**Quelldokument:**
___

S. bezeichnet allg. eine Handlungspraxis öffentlicher oder privater Akteure, die urbane und dörfliche Räume vorausschauend gestaltet. Im spezifischeren Sinn meint S. eine akademische Disziplin, die räumliche Entwicklung auf Ebene der Gemeinde oder des Quartiers unter Berücksichtigung ästhetischer, baukultureller, ökonomischer, ökologischer, sozialer und technischer Aspekte betrachtet und hieraus Strategien und Konzepte zukünftiger Entwicklung für eine theoriegeleitete Praxis ableitet. Im engsten und institutionellen Sinn ist S. ein kommunales Aufgabenfeld, dem als unterster Ebene der Raumordnung (Raumordnung und Landesplanung) in der BRD auch die Bauleitplanung, d. h. die städtebauliche Ordnung der Gemeinde, zugeordnet wird.

___

**Gesammelte Daten:**
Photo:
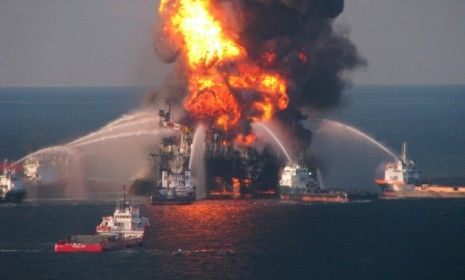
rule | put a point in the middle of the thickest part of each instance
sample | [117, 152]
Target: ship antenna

___

**Aufgabenstellung:** Welche Aspekte berücksichtigt die akademische Disziplin laut Quelldokument, wenn sie räumliche Entwicklung betrachtet? Zählen Sie alle auf. Verwenden Sie ausschließlich das Quelldokument.

**Lösung:** Ästhetische, baukulturelle, ökonomische, ökologische, soziale und technische Aspekte.